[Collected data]
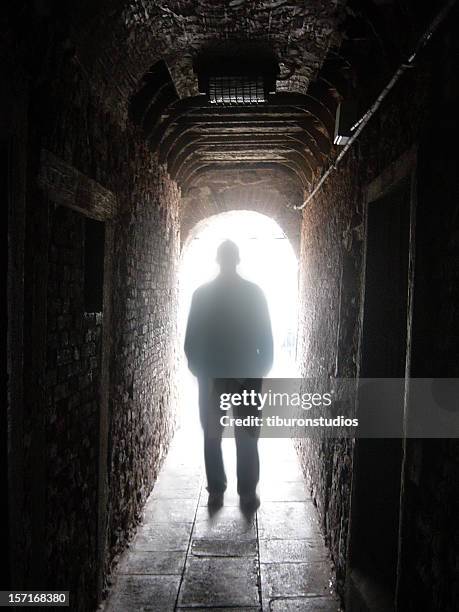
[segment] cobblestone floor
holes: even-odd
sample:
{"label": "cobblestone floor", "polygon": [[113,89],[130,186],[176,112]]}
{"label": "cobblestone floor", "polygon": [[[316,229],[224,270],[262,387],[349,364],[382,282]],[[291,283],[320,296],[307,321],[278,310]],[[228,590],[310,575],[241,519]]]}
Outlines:
{"label": "cobblestone floor", "polygon": [[176,435],[144,520],[121,559],[107,612],[336,612],[330,562],[290,440],[260,440],[261,506],[239,509],[234,440],[228,490],[211,514],[200,431]]}

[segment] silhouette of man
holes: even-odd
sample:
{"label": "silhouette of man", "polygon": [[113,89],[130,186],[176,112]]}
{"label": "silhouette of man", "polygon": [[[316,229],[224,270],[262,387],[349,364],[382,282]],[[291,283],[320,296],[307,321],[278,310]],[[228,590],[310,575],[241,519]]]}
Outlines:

**ASSIGNED TASK**: Please provide a faithful transcription of all the data, pictures excluded.

**TASK RESULT**:
[segment] cobblestone floor
holes: even-odd
sample:
{"label": "cobblestone floor", "polygon": [[113,89],[130,186],[176,112]]}
{"label": "cobblestone floor", "polygon": [[[316,229],[224,270],[262,387],[349,364],[382,282]],[[291,283],[320,296],[307,321],[278,310]],[[228,590],[310,575],[241,519]]]}
Outlines:
{"label": "cobblestone floor", "polygon": [[176,435],[144,520],[121,559],[107,612],[336,612],[330,562],[290,440],[260,440],[261,506],[239,509],[234,440],[228,490],[211,514],[200,431]]}

[segment] silhouette of man
holes: even-odd
sample:
{"label": "silhouette of man", "polygon": [[113,89],[130,186],[176,112]]}
{"label": "silhouette of man", "polygon": [[[316,229],[224,270],[262,387],[349,364],[382,282]],[[291,283],[320,296],[307,321],[278,310]],[[228,590],[310,575],[241,519]]]}
Outlines:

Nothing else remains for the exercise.